2008 Rewind: In Covers

sleepless-nightsThree talented ladies unveil a batch of remakes that recharge their creative batteries

Recording a covers album can be a daunting task; only a singer with a clear artistic vision is worthy of the adventure. Even then, the risks involved often outweigh the rewards. But this year, a trio of country’s finest singers proved that such an exercise can be a liberating, and ultimately, satisfying experience.

Sleepless Nights, Patty Loveless’ fourteen-track collection that culls from the traditional country catalog of the ‘50s, ‘60s and ‘70s,outclasses much of the original material issued by Music Row this year. But its humble beginnings found Loveless in one of the worst slumps of a career spanning three decades.

Loveless spent most of the ’90s scooping up industry awards and selling gold and platinum. Her success was particularly gratifying for Music Row; she was a critical darling who, with the help of husband/producer Emory Gordy, Jr., framed traditional country music in a contemporary mold. But as Music Row became a pop-oriented culture, Loveless enveloped herself in the sounds of the past. In 2001, she issued a critical favorite, Mountain Soul, a sterling set that embraced her Kentucky upbringing and the stringband stylings of bluegrass and acoustic country. On Your Way Home, a rich blend of shuffling honky-tonk and fiddle-laced balladry, followed in 2003.

Loveless’ last set with Sony Epic, her exquisite 2005 album, Dreamin’ My Dreams, received a cold reception from recordbuyers, and an anti-theft device implanted on each disc caused a malfunction that created unwanted controversy.

She responded by stepping away from the spotlight. In December 2005, Loveless decided to take an extended hiatus from touring. The following spring both her mother and mother-in-law passed away, and her brother endured a life-threatening illness. She escaped her pain by listening to George Jones, Ray Price and Hank Williams; the ready-to-cry quality of their voices served as a steady source of comfort.

Sleepless Nights is an homage to the barroom shuffles and painstaking ballads of yesteryear. Instilling these versions with a fretful submission, she bends to an old memory’s will. Loveless’ renditions are the ultimate compliment to the legends who preceded her; classics such as “Crazy Arms,” “Color of the Blues” and “There Goes My Everything” are mournful epics that teem with unrelenting sadness.

Sisters Shelby Lynne and Allison Moorer, unlike Loveless, never experienced a commercial bounty. Lynne left Nashville in the mid-‘90s when it became clear that her vision didn’t mesh with the desires of Music Row executives. Moorer also paid a price for her boundary-hopping tunes of heartache, and she fled the major-label system for indie group Sugar Hill in 2004. Both have received zero airplay since their departures.

## Excerpted data
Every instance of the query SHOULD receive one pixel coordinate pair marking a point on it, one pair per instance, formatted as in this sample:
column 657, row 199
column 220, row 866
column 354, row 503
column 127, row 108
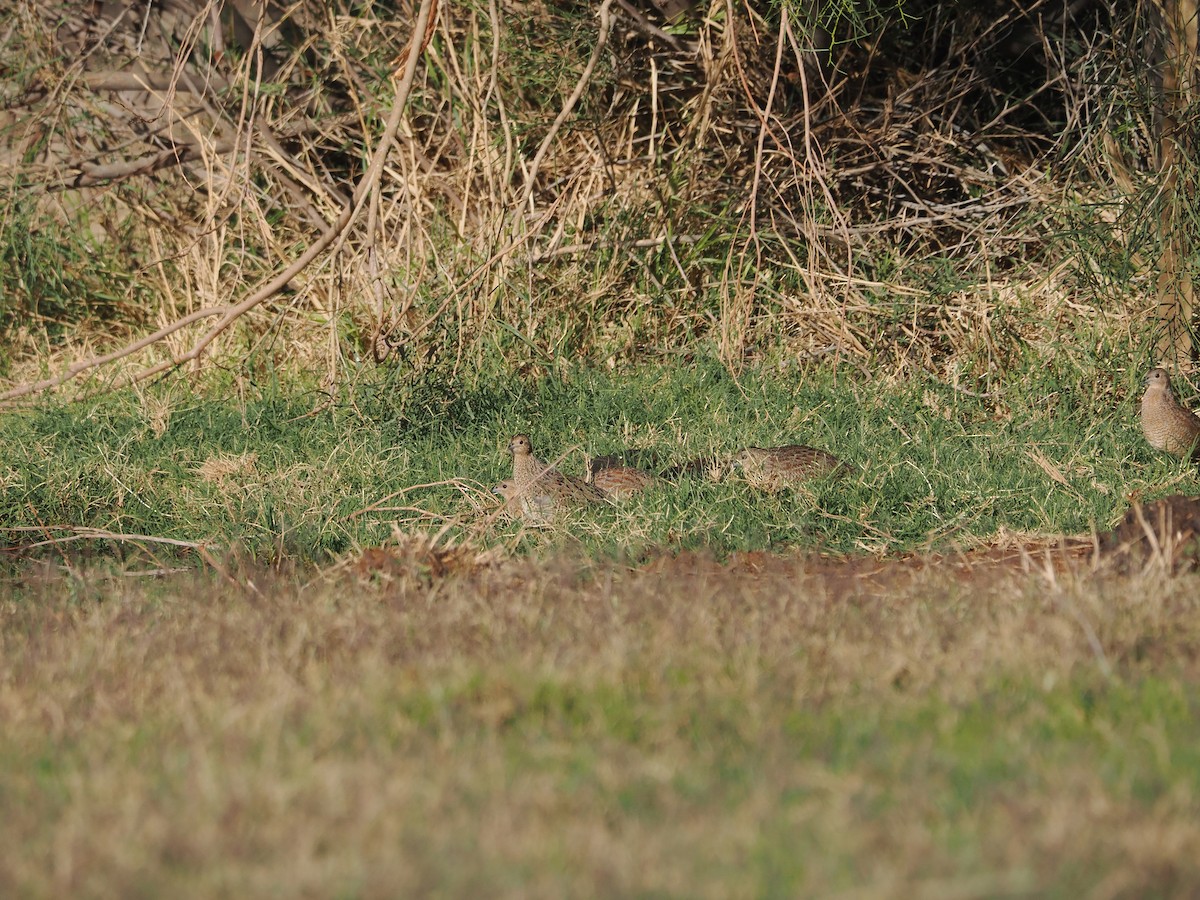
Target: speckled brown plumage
column 618, row 481
column 1167, row 424
column 533, row 477
column 532, row 505
column 777, row 467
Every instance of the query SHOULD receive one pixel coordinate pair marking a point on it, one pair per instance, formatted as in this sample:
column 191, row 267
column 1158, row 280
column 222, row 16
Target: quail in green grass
column 777, row 467
column 532, row 505
column 618, row 481
column 1167, row 424
column 532, row 477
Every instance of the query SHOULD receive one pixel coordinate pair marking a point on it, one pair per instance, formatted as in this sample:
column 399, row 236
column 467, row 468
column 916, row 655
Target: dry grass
column 720, row 186
column 522, row 729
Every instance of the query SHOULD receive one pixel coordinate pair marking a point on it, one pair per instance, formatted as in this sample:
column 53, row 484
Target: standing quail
column 532, row 505
column 777, row 467
column 532, row 475
column 1167, row 424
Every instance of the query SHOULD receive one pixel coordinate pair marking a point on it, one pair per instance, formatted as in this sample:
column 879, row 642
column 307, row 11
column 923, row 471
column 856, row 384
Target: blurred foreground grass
column 685, row 730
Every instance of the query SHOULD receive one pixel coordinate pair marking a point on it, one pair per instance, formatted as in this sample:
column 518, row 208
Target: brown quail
column 532, row 475
column 777, row 467
column 532, row 505
column 618, row 481
column 1167, row 424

## Stated task
In the covers-album article, when did Loveless decide to take an extended break from touring?

## Complete answer
December 2005